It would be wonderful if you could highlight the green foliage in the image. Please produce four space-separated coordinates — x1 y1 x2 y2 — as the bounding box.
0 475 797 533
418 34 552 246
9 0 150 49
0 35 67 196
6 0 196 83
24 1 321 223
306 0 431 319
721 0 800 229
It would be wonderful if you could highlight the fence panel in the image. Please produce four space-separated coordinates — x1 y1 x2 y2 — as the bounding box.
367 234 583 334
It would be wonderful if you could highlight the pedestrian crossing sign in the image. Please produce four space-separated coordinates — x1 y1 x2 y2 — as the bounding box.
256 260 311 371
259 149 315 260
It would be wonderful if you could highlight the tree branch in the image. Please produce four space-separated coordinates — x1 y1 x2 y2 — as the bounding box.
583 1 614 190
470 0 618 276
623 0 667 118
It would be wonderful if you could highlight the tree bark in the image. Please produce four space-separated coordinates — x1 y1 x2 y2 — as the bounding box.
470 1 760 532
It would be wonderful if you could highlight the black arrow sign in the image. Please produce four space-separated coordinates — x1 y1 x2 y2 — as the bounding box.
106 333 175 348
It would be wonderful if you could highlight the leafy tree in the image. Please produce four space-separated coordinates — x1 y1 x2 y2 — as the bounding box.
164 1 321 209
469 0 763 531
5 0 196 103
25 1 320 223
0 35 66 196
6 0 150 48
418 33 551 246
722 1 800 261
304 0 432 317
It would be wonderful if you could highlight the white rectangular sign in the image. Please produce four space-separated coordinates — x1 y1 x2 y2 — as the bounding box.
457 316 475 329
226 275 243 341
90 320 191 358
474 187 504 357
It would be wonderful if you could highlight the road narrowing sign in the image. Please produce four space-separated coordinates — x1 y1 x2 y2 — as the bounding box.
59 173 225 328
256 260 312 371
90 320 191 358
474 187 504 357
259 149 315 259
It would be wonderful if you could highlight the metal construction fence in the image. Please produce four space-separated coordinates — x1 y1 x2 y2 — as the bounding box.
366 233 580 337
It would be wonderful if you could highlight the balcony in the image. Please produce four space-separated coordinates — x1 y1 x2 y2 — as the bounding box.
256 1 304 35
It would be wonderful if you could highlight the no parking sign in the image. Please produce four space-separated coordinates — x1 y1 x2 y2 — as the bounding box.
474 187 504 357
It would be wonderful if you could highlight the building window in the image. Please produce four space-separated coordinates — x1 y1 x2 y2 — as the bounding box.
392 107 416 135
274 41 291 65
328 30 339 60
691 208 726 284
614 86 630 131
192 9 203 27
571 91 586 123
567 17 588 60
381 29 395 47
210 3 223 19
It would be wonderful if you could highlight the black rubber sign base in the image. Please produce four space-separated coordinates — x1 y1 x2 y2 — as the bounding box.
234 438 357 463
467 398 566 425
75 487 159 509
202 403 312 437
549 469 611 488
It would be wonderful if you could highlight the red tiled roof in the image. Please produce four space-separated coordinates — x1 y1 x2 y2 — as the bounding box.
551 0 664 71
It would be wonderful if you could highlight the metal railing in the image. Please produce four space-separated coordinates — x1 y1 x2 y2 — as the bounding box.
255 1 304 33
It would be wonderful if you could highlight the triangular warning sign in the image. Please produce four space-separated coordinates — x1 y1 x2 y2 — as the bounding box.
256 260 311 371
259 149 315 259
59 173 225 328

+ + + + +

--- What is expected ---
Output all of the material, please, exactly as it stands.

--- Problem solution ---
It would be wonderful if you could highlight the green foliage in the image. Please produce four space-separated coordinates — x1 y1 x2 y2 — as the bounding box.
0 475 797 533
418 34 552 246
9 0 150 49
0 35 67 196
6 0 196 83
24 1 321 223
306 0 431 319
721 0 800 229
It would be wonderful if you could highlight the fence panel in the image. Please produce four space-separated coordinates — x1 y1 x2 y2 — as the bounding box.
367 234 583 334
It would be wonderful if you could highlight the pedestrian crossing sign in the image. Please produce four space-separated coordinates — x1 y1 x2 y2 — as the bounding box.
256 260 311 371
259 149 315 260
It would be wonderful if you could highlight the tree branch in the image. Please produce four space-separated coordinates — x1 y1 x2 y2 — as the bounding box.
583 1 614 190
470 0 618 276
623 0 667 118
It would be wonderful if you could highlight the tree bark in the image. Please produce four space-separated coordinates — x1 y1 x2 y2 — as the bounding box.
470 1 760 532
It would be wonderful if you could highlight the black arrow sign in the image. Please produce four space-separated coordinates — x1 y1 x2 y2 — as the bounding box.
106 333 175 348
It would be wonderful if you could highlight the leafy tree in the image. Please produce four space-separated coordinates — x1 y1 x2 y2 — as the bounding box.
164 1 321 209
469 0 763 531
5 0 196 103
25 1 320 223
0 35 66 196
6 0 150 48
418 33 551 246
722 1 800 261
304 0 432 317
It would be wonderful if you could highlight the white rectangular sign in the image. Please produce four space-separated coordinates — x1 y1 x2 y2 — as the bounding box.
457 316 475 329
226 275 243 341
90 320 191 358
474 187 504 357
It would be wonderful if you could highlight the road narrowing sign in the image. Please produce four space-separated coordinates — x1 y1 x2 y2 — as the bounding box.
59 173 225 328
256 260 312 371
90 320 191 358
474 187 504 357
259 149 315 259
It would be wonderful if you could highlight the metal construction fence in the image. Please produce four space-separated coordinates — x1 y1 x2 y2 — as the bounding box.
366 233 580 337
It would be wonderful if you could highlight the balcony in the image. Please produce four space-separated coordinates — x1 y1 x2 y2 — as the bounding box.
256 1 304 35
It would be wonderful if you could highlight the no parking sign in the image. Please produce four space-separated coordinates — x1 y1 x2 y2 — as the bounding box.
474 187 504 357
It would be wonderful if you could highlight the building window in the image. Please produce four space-separated coordinates — x1 y1 x2 y2 — as the bounding box.
392 107 416 135
274 41 291 65
328 30 339 60
691 208 726 284
614 86 630 131
192 9 203 27
571 91 586 123
567 17 588 60
381 29 395 47
210 3 223 19
It would be wonderful if you could highlight the black rubber sign base in the image. Please produce four space-separated coordinates — x1 y1 x2 y2 — as the bounding box.
234 438 357 463
467 398 566 425
75 487 159 509
202 403 312 437
549 469 611 488
It would be wonderful if you could highlight the red tiled roof in the image. Please produce four space-separated coordinates — x1 y1 x2 y2 — as the bounding box.
551 0 664 71
It would be wonderful if you could highlight the metal railing in the image. Please produce four space-separated coordinates — x1 y1 x2 y2 — as the bounding box.
255 1 304 33
It would be wonderful if you could highlight the triangular warning sign in the image. Please produce four space-separated coordinates — x1 y1 x2 y2 — as the bounding box.
256 260 311 371
259 149 315 259
59 173 225 328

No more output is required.